EXERCISE GOAL: Find each row containing the string "sugar" and copy every one of those rows in full.

DATA IN THIS EXERCISE:

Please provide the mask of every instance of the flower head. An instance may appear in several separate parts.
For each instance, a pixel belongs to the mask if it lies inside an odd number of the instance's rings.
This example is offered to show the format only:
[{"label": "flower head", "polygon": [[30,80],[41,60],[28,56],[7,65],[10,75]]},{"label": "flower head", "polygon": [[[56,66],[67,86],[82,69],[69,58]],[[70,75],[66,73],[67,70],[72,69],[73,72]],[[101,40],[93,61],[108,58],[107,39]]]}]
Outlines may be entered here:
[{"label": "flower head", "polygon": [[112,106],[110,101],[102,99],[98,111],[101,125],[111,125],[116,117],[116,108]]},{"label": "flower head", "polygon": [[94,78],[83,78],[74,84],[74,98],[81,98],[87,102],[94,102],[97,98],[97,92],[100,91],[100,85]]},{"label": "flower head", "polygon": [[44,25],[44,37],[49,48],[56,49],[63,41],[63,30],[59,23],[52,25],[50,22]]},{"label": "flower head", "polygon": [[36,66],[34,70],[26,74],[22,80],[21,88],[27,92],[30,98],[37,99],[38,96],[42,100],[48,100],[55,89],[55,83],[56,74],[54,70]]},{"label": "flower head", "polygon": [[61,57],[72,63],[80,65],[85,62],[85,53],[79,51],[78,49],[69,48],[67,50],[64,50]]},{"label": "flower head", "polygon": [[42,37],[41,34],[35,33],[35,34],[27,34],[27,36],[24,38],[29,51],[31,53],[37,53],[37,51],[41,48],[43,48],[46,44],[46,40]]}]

* * *

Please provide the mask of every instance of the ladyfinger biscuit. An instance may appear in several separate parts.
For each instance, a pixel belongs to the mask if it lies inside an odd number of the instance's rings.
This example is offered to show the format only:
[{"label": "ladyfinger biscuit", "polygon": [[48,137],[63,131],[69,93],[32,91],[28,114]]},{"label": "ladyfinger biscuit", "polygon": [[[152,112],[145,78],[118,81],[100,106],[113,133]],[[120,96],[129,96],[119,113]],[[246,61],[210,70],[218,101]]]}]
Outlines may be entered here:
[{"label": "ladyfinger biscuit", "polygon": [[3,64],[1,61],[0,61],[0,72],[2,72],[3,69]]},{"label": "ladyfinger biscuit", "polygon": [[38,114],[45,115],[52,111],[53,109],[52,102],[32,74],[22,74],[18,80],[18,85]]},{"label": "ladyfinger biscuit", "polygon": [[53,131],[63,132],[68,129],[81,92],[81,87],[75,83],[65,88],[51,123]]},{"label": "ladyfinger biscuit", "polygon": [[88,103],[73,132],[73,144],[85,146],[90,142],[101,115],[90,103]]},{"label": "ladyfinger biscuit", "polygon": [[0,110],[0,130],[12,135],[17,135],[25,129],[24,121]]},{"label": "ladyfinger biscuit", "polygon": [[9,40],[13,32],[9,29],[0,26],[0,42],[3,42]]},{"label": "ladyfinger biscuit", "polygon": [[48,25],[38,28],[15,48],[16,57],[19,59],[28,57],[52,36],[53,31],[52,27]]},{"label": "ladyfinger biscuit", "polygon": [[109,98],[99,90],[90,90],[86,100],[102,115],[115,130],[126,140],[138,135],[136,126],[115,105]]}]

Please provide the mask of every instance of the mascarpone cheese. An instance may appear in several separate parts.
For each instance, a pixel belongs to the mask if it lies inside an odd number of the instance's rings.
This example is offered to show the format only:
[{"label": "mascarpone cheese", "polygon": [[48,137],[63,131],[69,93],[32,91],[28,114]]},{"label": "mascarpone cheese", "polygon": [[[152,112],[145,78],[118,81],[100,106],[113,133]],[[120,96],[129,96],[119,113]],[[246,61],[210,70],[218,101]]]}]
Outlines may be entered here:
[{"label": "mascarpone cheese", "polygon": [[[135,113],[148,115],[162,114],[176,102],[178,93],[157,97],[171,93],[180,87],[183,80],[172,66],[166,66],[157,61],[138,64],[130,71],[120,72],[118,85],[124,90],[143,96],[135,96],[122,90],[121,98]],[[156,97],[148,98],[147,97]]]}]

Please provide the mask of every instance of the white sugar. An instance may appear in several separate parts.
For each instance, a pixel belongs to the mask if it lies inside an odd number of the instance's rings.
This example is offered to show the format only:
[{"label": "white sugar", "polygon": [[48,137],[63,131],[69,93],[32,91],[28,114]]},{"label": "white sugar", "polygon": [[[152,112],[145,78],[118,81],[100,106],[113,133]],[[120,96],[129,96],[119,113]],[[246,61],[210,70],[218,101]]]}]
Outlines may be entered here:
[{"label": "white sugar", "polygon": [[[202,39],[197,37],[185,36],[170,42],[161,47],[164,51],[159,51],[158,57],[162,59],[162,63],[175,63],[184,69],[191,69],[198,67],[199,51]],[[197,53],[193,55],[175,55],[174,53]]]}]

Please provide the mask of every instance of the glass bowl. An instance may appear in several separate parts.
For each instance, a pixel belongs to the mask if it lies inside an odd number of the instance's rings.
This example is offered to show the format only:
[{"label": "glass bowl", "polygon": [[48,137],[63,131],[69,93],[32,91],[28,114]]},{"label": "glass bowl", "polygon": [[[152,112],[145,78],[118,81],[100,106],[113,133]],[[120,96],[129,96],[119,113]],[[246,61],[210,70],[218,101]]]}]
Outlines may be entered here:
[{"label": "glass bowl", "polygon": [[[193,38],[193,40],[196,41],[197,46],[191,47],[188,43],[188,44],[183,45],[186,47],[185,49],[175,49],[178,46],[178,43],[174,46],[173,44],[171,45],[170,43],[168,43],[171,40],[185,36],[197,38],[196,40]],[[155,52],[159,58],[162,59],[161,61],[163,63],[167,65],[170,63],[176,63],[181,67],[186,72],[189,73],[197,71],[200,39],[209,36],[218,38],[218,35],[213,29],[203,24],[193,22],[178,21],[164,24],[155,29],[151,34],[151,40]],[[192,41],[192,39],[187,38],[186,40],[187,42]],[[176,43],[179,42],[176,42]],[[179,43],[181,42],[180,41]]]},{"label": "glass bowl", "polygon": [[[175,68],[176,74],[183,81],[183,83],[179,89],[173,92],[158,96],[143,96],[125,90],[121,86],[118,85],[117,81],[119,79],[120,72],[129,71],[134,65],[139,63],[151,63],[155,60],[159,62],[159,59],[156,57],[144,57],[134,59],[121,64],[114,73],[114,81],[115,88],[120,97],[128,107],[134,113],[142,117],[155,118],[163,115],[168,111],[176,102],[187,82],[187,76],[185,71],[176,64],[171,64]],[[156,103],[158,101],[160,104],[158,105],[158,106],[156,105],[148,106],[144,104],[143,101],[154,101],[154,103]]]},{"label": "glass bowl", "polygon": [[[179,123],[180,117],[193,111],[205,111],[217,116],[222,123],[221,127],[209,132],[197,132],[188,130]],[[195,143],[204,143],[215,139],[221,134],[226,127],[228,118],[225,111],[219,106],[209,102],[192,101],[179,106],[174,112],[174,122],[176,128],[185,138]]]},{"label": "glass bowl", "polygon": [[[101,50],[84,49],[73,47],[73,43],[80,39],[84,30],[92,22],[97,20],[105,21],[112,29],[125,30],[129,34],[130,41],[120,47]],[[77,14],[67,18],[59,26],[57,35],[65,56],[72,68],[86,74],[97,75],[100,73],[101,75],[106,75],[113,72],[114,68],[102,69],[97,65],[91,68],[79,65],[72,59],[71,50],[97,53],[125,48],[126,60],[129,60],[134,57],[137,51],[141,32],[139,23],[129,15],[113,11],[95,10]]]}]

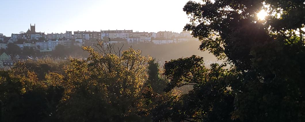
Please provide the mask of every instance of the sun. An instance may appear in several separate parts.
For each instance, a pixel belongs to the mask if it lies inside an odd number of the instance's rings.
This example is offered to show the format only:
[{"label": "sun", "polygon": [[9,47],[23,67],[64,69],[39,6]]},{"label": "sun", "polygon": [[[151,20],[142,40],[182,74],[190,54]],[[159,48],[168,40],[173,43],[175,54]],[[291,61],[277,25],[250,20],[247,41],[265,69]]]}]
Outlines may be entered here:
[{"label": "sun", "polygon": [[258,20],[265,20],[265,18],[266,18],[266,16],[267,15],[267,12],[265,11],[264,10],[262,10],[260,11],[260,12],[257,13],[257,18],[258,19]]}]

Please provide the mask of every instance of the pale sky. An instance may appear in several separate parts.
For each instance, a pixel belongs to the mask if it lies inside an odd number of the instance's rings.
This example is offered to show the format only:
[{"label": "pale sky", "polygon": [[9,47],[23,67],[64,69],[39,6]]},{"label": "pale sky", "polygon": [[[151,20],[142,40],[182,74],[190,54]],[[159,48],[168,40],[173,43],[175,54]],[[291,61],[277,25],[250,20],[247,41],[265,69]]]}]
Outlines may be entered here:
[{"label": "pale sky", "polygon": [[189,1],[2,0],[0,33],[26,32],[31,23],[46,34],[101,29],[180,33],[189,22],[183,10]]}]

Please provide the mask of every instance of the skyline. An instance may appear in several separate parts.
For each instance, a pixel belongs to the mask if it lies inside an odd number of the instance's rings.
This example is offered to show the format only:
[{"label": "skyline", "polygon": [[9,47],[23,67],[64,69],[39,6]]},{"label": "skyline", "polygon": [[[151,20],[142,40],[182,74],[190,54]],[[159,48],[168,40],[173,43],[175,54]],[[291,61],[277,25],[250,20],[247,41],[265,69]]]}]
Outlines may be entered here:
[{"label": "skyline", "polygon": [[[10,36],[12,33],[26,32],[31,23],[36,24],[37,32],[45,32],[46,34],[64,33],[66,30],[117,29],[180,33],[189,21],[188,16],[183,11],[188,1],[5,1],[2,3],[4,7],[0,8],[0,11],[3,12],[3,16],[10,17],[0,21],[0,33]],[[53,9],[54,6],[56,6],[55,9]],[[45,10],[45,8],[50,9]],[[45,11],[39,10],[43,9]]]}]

...

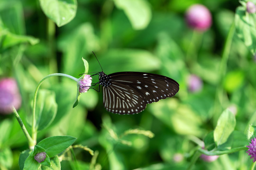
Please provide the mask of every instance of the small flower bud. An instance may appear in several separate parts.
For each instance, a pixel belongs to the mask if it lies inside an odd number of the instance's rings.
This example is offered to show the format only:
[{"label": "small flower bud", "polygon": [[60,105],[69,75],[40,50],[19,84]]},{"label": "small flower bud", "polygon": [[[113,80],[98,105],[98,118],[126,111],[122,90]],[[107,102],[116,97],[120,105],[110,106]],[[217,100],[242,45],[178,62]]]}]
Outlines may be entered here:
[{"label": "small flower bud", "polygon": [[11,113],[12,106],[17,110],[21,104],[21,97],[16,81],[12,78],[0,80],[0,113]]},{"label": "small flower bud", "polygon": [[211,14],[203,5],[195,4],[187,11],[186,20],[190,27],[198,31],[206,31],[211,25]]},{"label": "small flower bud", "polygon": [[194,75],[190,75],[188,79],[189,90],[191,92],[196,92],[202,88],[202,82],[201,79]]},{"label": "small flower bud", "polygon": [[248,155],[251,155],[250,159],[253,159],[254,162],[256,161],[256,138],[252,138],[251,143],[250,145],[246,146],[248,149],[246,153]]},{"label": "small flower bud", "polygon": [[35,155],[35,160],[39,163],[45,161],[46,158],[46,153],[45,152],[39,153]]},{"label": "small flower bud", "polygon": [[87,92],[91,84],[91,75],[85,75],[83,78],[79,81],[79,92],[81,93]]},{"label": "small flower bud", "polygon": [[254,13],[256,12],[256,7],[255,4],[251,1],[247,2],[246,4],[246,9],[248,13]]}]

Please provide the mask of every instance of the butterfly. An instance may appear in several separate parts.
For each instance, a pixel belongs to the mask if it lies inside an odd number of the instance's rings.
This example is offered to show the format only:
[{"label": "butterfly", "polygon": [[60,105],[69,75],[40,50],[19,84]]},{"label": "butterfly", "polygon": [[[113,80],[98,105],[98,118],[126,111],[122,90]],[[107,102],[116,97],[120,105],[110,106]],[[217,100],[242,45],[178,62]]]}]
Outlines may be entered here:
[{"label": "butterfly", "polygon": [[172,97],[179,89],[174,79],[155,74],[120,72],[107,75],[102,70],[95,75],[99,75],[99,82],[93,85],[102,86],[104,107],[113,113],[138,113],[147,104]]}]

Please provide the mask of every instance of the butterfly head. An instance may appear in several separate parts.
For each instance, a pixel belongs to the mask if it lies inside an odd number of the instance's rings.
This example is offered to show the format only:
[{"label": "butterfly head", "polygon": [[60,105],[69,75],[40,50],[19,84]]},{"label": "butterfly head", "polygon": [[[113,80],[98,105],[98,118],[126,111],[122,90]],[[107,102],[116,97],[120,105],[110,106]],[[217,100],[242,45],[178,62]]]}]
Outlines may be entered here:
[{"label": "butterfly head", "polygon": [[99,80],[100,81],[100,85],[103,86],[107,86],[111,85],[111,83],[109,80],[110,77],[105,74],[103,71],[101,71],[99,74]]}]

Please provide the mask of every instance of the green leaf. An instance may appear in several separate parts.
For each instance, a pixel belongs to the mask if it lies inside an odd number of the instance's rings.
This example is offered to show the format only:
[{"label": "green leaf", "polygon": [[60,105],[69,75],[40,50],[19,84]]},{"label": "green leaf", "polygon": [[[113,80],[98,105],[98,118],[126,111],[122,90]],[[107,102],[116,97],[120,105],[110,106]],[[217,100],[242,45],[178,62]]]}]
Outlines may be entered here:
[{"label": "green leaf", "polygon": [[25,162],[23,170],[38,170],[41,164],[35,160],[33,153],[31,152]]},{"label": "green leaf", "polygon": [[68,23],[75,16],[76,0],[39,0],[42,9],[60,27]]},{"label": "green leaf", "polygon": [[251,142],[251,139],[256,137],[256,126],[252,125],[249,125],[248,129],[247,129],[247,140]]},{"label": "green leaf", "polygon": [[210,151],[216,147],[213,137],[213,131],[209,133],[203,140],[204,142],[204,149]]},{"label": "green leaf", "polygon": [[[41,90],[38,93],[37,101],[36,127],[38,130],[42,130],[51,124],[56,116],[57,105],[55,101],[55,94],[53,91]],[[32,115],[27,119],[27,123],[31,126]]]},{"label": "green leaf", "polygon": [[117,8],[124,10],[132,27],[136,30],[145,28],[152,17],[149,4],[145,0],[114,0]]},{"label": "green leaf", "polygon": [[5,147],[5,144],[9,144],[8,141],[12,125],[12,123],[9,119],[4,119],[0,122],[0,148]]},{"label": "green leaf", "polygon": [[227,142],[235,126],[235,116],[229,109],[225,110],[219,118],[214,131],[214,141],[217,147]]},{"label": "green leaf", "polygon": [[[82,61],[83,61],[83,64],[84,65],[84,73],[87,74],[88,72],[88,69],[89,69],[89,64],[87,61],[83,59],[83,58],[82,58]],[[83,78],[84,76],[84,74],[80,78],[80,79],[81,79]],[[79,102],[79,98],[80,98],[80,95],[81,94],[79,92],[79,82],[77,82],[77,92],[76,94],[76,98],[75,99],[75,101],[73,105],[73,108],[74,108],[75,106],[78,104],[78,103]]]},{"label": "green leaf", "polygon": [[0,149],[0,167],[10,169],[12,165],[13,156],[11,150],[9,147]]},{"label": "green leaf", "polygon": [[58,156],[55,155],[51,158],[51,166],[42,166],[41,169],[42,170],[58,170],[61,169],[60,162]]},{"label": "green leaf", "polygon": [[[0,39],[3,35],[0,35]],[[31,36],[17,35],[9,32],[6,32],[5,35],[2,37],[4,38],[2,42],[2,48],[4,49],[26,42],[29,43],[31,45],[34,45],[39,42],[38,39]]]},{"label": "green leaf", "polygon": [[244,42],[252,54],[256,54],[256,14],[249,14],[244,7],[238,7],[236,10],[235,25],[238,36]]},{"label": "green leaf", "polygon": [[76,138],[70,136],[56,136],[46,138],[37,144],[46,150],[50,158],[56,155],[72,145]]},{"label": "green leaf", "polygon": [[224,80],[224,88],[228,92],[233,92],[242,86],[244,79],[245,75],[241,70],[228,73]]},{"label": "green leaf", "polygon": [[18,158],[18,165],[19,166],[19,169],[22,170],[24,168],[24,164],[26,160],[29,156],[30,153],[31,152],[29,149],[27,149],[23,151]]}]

FULL OUTPUT:
Please provide the mask of every instance of the white sugar. An instance may appear in several separate parts.
[{"label": "white sugar", "polygon": [[48,137],[63,131],[69,93],[32,91],[28,114]]},{"label": "white sugar", "polygon": [[[152,112],[145,78],[118,81],[100,106],[113,133]],[[120,96],[129,96],[119,113]],[[246,61],[210,70],[218,101]]]}]
[{"label": "white sugar", "polygon": [[[202,39],[197,37],[185,36],[170,42],[161,47],[164,51],[159,51],[158,57],[162,59],[162,63],[175,63],[184,69],[191,69],[198,67],[199,51]],[[197,53],[193,55],[175,55],[174,53]]]}]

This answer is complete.